• GOAL: Copy everything from the start of the items down to the line containing "[[[261,7],[271,0],[222,0],[231,10],[245,13]]]", swapping "whole pixels" for "integer pixels" and keeping all else the same.
--- START EXERCISE MATERIAL ---
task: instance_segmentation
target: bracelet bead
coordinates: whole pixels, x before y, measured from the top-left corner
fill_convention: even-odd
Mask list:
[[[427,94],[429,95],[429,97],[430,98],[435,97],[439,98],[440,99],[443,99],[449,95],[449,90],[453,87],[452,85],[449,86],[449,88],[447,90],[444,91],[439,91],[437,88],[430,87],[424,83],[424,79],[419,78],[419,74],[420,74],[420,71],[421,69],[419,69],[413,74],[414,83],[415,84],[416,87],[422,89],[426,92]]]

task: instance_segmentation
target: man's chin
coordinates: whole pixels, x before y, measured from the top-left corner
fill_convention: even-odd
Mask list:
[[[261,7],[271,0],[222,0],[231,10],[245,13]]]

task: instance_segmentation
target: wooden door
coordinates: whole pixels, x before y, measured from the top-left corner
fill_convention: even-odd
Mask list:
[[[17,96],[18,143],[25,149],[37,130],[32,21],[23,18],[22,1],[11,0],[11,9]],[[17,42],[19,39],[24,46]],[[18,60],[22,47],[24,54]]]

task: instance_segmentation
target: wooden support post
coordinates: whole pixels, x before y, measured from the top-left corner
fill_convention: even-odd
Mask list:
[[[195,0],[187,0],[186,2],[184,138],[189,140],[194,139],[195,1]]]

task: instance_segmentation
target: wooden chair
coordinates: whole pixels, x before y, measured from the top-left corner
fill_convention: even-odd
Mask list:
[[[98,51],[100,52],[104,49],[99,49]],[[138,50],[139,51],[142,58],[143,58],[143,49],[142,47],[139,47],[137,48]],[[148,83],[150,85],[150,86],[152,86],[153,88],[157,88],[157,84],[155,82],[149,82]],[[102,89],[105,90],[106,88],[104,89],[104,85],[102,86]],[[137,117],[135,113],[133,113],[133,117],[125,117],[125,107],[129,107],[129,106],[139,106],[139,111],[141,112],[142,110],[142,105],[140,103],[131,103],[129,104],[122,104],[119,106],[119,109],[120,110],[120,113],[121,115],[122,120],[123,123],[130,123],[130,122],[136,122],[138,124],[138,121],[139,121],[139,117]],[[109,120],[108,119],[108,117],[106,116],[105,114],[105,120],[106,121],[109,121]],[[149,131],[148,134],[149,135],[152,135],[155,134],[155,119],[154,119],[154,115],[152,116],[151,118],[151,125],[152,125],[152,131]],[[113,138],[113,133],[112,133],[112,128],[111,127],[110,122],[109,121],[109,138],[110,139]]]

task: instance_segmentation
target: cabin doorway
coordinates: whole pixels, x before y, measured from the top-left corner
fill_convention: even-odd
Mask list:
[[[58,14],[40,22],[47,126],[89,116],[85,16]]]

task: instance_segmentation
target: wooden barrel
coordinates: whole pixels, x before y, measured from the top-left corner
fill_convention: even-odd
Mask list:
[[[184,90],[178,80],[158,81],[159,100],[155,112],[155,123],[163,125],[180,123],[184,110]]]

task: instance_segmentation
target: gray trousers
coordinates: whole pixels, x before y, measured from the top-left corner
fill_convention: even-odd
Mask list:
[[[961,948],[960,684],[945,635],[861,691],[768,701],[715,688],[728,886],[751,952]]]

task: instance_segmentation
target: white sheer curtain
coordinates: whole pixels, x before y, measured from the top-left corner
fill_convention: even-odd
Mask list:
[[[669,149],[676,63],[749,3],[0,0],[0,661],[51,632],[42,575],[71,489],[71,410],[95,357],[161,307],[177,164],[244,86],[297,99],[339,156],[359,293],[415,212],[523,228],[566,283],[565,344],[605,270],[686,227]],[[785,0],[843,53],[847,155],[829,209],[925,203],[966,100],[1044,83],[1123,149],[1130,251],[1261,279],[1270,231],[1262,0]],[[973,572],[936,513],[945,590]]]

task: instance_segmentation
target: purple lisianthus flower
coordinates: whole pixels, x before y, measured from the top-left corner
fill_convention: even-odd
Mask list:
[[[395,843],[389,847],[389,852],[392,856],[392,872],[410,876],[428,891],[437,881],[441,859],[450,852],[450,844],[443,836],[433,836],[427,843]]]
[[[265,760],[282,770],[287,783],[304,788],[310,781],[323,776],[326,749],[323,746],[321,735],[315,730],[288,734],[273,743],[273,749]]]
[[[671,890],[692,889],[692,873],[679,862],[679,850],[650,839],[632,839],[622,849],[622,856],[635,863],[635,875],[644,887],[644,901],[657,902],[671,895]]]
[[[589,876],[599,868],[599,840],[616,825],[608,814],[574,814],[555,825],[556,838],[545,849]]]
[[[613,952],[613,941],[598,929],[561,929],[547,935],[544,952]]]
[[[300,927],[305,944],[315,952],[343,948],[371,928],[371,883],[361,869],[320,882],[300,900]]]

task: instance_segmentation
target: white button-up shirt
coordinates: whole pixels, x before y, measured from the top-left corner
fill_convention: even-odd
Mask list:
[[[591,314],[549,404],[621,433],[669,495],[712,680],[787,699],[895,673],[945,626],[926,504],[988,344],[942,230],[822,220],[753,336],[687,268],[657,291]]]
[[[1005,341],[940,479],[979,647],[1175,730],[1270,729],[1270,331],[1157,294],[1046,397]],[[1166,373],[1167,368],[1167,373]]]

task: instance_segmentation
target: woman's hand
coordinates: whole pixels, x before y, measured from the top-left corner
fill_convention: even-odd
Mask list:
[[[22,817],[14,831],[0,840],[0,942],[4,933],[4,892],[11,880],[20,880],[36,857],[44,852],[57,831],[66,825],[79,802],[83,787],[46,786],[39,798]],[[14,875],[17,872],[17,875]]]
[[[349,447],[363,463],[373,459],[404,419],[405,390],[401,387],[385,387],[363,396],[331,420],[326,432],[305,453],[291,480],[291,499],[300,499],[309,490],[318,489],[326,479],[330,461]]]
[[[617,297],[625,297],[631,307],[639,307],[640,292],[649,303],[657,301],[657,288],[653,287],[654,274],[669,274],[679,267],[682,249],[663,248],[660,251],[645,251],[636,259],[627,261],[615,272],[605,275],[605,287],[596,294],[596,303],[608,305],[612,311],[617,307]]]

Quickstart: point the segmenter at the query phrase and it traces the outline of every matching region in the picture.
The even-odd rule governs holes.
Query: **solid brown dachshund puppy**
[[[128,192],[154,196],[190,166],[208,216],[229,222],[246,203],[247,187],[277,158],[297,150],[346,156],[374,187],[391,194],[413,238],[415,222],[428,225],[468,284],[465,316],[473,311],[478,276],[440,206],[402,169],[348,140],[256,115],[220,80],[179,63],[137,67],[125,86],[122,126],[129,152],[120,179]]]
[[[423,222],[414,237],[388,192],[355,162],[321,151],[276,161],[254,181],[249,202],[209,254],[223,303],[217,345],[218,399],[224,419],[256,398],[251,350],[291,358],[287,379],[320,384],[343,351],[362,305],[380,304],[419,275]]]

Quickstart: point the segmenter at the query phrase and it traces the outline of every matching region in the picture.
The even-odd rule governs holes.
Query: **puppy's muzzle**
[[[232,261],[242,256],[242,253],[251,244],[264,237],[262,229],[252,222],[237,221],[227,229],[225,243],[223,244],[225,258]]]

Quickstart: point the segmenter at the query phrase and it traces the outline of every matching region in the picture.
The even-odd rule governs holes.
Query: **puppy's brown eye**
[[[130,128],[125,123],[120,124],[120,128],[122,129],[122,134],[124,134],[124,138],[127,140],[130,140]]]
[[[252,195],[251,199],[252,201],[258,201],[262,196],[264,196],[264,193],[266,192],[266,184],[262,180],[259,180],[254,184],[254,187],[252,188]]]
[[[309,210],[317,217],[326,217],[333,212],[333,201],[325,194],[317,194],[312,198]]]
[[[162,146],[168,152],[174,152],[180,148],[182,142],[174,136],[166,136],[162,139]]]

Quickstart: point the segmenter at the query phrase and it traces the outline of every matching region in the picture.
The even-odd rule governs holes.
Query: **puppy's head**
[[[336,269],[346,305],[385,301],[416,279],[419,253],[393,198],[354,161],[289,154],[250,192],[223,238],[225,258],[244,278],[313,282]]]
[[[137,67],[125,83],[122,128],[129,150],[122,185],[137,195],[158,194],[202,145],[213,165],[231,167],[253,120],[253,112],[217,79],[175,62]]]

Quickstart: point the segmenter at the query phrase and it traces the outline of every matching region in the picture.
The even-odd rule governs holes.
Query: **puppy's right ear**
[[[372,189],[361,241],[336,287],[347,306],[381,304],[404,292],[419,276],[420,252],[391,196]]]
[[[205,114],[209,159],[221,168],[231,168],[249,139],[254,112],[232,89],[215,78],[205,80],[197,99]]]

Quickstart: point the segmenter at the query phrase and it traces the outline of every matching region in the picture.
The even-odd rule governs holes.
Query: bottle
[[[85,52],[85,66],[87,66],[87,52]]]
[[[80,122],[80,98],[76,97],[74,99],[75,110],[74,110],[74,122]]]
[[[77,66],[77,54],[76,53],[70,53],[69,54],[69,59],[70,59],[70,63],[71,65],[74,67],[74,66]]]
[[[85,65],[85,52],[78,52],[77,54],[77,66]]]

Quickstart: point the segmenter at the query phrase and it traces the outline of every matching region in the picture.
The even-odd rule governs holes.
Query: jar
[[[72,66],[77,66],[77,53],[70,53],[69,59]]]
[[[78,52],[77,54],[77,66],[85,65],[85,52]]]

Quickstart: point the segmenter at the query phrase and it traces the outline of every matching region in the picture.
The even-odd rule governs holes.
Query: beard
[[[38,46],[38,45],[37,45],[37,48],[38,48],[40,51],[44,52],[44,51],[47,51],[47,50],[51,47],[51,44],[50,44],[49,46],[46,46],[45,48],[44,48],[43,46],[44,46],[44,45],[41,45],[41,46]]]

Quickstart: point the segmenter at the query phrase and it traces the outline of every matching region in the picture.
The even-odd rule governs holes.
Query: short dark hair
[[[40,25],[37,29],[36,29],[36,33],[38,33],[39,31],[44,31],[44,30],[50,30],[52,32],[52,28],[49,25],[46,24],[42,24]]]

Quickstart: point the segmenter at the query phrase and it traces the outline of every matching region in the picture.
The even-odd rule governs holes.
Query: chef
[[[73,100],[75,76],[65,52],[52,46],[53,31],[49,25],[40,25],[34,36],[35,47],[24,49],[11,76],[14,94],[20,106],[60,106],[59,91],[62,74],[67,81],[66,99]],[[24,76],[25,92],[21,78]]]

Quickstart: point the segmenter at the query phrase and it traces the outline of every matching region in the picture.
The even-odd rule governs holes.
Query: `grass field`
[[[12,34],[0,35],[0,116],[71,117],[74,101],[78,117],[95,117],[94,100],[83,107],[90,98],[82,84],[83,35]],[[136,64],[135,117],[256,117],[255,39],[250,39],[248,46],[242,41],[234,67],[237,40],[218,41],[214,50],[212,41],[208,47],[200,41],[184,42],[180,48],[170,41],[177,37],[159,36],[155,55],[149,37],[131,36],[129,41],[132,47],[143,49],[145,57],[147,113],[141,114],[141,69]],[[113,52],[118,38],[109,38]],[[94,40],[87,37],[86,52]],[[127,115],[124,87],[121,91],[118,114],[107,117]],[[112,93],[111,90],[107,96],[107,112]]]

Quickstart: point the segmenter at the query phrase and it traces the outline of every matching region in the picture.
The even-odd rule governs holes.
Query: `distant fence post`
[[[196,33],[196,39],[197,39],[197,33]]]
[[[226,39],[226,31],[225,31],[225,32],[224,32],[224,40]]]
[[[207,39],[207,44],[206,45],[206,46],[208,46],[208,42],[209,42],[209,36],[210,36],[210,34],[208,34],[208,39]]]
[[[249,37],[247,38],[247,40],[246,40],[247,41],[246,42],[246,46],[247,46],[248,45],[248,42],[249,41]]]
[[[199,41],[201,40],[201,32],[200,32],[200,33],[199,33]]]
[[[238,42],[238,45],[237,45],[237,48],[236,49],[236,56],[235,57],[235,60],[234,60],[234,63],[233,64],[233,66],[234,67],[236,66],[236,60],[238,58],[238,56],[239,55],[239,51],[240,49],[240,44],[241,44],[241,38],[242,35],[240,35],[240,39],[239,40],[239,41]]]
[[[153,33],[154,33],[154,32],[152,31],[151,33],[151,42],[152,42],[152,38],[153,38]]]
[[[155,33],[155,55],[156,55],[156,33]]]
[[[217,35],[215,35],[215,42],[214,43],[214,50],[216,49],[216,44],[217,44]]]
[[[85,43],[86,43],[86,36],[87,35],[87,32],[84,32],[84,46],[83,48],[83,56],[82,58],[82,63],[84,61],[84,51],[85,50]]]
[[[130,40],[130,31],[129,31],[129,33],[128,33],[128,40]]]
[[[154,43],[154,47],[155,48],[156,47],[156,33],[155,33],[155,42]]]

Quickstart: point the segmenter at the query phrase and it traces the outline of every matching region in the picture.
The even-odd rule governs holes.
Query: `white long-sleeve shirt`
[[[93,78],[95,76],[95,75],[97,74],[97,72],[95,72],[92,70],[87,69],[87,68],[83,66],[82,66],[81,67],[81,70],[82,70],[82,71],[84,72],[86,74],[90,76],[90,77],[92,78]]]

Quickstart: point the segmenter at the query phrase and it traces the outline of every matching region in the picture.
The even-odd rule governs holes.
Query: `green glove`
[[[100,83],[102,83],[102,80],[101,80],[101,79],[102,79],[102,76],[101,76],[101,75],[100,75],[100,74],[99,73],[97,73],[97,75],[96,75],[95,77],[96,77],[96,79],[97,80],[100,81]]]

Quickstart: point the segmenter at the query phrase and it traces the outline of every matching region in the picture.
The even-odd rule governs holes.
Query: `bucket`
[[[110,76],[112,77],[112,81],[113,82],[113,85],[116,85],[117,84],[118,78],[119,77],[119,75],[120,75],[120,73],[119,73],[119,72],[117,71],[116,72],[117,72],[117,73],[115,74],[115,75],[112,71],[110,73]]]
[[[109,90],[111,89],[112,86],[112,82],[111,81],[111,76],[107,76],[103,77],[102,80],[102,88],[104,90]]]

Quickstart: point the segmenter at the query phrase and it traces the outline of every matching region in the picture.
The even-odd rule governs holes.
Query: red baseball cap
--- END EXERCISE MATERIAL ---
• FULL ANSWER:
task: instance_segmentation
target: bracelet bead
coordinates: integer pixels, x before y, measured from the top-left corner
fill_convention: even-odd
Mask list:
[[[427,94],[429,95],[429,97],[430,98],[435,97],[439,98],[440,99],[443,99],[449,95],[449,90],[453,87],[452,85],[449,86],[449,88],[447,90],[444,91],[439,91],[437,88],[430,87],[424,83],[424,79],[419,78],[419,74],[420,74],[420,71],[421,69],[419,69],[413,74],[414,83],[415,84],[416,87],[422,89],[426,92]]]

task: instance_segmentation
target: man's chin
coordinates: integer pixels, x before y, measured from the top-left corner
fill_convention: even-odd
Mask list:
[[[261,7],[271,0],[222,0],[231,10],[245,13]]]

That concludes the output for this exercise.